> Task instructions: Pull each line of the entries below out verbatim, and leave the pictures out of your answer.

Stored items:
---

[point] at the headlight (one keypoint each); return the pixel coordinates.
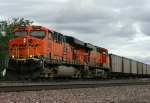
(30, 56)
(13, 56)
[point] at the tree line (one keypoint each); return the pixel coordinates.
(6, 30)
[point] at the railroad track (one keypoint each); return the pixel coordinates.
(17, 88)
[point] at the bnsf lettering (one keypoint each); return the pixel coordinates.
(24, 45)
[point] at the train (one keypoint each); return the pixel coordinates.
(37, 52)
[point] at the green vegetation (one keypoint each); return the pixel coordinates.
(6, 30)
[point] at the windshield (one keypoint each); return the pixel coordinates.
(20, 33)
(38, 34)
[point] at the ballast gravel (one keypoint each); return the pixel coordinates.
(114, 94)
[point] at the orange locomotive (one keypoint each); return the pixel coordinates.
(35, 51)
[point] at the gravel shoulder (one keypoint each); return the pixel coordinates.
(115, 94)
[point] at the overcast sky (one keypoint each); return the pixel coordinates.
(121, 26)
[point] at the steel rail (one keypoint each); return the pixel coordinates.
(17, 88)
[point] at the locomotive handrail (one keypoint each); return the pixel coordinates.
(36, 53)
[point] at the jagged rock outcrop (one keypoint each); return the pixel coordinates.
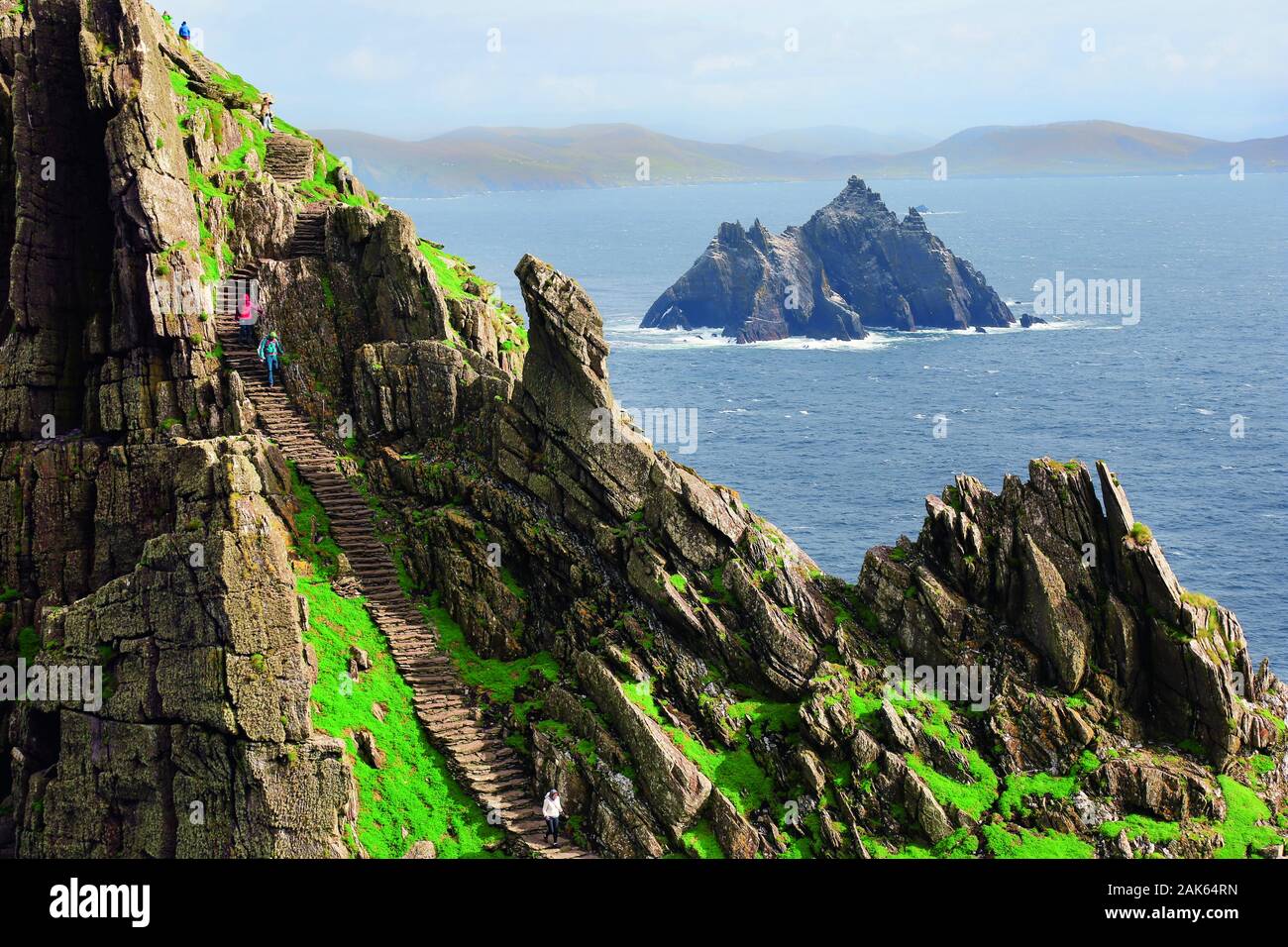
(853, 265)
(145, 535)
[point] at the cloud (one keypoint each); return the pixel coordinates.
(372, 65)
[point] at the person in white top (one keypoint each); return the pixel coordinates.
(553, 809)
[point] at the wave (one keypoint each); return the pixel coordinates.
(662, 339)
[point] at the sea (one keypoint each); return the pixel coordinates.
(838, 444)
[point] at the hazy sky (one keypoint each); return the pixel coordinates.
(720, 71)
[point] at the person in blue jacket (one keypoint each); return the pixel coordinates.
(269, 354)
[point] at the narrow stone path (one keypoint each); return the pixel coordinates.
(288, 158)
(489, 770)
(309, 237)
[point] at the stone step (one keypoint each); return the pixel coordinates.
(492, 772)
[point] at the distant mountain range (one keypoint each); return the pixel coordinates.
(477, 159)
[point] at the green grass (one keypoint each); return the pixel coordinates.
(413, 789)
(960, 844)
(734, 772)
(1051, 844)
(699, 841)
(500, 680)
(1243, 836)
(1207, 603)
(446, 270)
(767, 716)
(974, 797)
(29, 643)
(1141, 535)
(1137, 826)
(1020, 788)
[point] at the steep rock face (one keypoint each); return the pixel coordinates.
(854, 264)
(159, 560)
(204, 745)
(682, 621)
(1095, 604)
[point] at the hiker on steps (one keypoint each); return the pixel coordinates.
(246, 318)
(269, 354)
(266, 112)
(553, 809)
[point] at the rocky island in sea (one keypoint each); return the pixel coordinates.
(854, 265)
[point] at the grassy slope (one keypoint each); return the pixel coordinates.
(413, 789)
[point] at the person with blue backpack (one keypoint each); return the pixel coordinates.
(269, 354)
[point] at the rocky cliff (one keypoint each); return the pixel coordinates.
(854, 264)
(675, 665)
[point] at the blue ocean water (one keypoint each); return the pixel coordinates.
(833, 442)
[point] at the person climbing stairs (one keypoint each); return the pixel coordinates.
(489, 770)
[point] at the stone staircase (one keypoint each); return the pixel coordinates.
(309, 237)
(489, 770)
(288, 158)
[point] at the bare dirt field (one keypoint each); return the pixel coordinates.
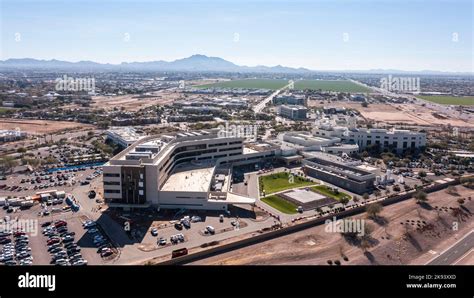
(404, 234)
(40, 126)
(134, 102)
(409, 114)
(467, 259)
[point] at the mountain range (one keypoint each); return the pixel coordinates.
(197, 63)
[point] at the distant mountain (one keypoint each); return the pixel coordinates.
(198, 63)
(193, 63)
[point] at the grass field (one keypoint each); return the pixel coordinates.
(280, 204)
(449, 100)
(281, 181)
(249, 84)
(324, 85)
(325, 190)
(333, 85)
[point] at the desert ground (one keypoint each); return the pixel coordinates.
(40, 126)
(408, 114)
(133, 102)
(405, 233)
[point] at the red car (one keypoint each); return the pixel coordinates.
(53, 241)
(17, 234)
(106, 253)
(60, 224)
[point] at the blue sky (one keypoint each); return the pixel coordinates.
(320, 34)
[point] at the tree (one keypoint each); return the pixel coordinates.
(420, 196)
(373, 210)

---

> Task response:
[point] at the headlight (one keypoint each); return the pixel coordinates.
(30, 56)
(13, 56)
[point] at the tree line (one keypoint each); return the pixel coordinates.
(6, 30)
[point] at the railroad track (one keypoint each); return the pixel coordinates.
(17, 88)
[point] at the bnsf lettering (one keypoint each); return the pixel coordinates.
(24, 45)
[point] at the train (one keypoint each); return the pixel coordinates.
(37, 52)
[point] at the green vegetation (one keypoint each); return the pixel coordinates.
(6, 30)
[point] at the windshield (one keypoint each); return the pixel coordinates.
(20, 33)
(38, 34)
[point] at the ballast gravel (one keypoint each); return the pixel coordinates.
(114, 94)
[point] at the orange locomotive (one keypoint each); return the pixel coordinates.
(35, 51)
[point] at the gravel shoulder (one keypoint each); return the pixel coordinates.
(115, 94)
[point] at the overcast sky (one keypoint each); return the pixel coordinates.
(121, 26)
[point] at the steel rail (one keypoint each); return the pixel coordinates.
(17, 88)
[point] at the locomotive handrail (one keypoint each); return the pixel coordinates.
(36, 53)
[point] at the jagged rock outcrop (one keypoint each); return the pixel coordinates.
(853, 265)
(145, 535)
[point] at the cloud (one keypoint each); return the pixel coordinates.
(372, 65)
[point] at the person in white top (one keypoint each); return the pixel coordinates.
(553, 809)
[point] at the wave (one keypoint each); return the pixel coordinates.
(662, 339)
[point] at the sea (one keypoint each); return the pixel coordinates.
(838, 444)
[point] at the hazy sky (one keypoint each); return the pixel coordinates.
(720, 71)
[point] at the person in blue jacket (one keypoint each); return the pixel coordinates.
(269, 354)
[point] at the narrow stone path (one keypoint each); return the pixel coordinates.
(288, 158)
(489, 770)
(309, 237)
[point] at the stone step (one keypoint each); return the pixel coordinates.
(492, 772)
[point] at the distant mountain range (one keypoint each); return the pixel coordinates.
(477, 159)
[point] at the green grass (one keypoint each); return the pixel coordinates.
(413, 789)
(960, 844)
(734, 772)
(1051, 844)
(699, 841)
(500, 680)
(1243, 836)
(1207, 603)
(446, 270)
(767, 716)
(974, 797)
(29, 643)
(1141, 535)
(1137, 826)
(1020, 788)
[point] at the steep rock face (one keypoint each); return the pixel coordinates.
(854, 264)
(159, 560)
(204, 745)
(682, 621)
(1095, 604)
[point] at the hiker on steps (one keypoint each); return the pixel coordinates.
(246, 318)
(269, 354)
(266, 112)
(553, 809)
[point] at the rocky island in sea (one keypoint each); return the pixel coordinates.
(854, 265)
[point] at the grassy slope (one keypoint each); return the pixel coordinates.
(413, 789)
[point] at the person with blue backpack (one keypoint each); return the pixel coordinates.
(269, 354)
[point] at the rocky cliff (one keypoint each); return the pixel coordinates.
(854, 264)
(675, 665)
[point] at the blue ocean water (one keypoint each); return the pixel coordinates.
(833, 442)
[point] at the person climbing stairs (one keypoint each); return the pixel coordinates.
(489, 770)
[point] at the stone staircase (one keypoint each); return the pixel coordinates.
(309, 237)
(489, 770)
(288, 158)
[point] at the bare dirt field (one keypoint each); return the pixel coordinates.
(404, 234)
(40, 126)
(134, 102)
(409, 114)
(467, 259)
[point] at the mountain range (one keypoint each); return the pixel coordinates.
(197, 63)
[point] at the distant mountain (one keypoint each); return the pixel coordinates.
(198, 63)
(193, 63)
[point] at the grass field (one keypoint each); return the pixel coordinates.
(280, 204)
(449, 100)
(281, 181)
(249, 84)
(324, 85)
(325, 190)
(333, 85)
[point] at the desert ground (one keypoint each); return the pixel coordinates.
(40, 126)
(408, 114)
(133, 102)
(405, 233)
[point] at the red car (one keypoint each); return the pixel coordinates.
(53, 241)
(17, 234)
(106, 253)
(60, 224)
[point] at the blue sky (one keypoint each); return the pixel coordinates.
(320, 34)
[point] at the tree (one keypoint each); return the pixel coordinates.
(420, 196)
(373, 210)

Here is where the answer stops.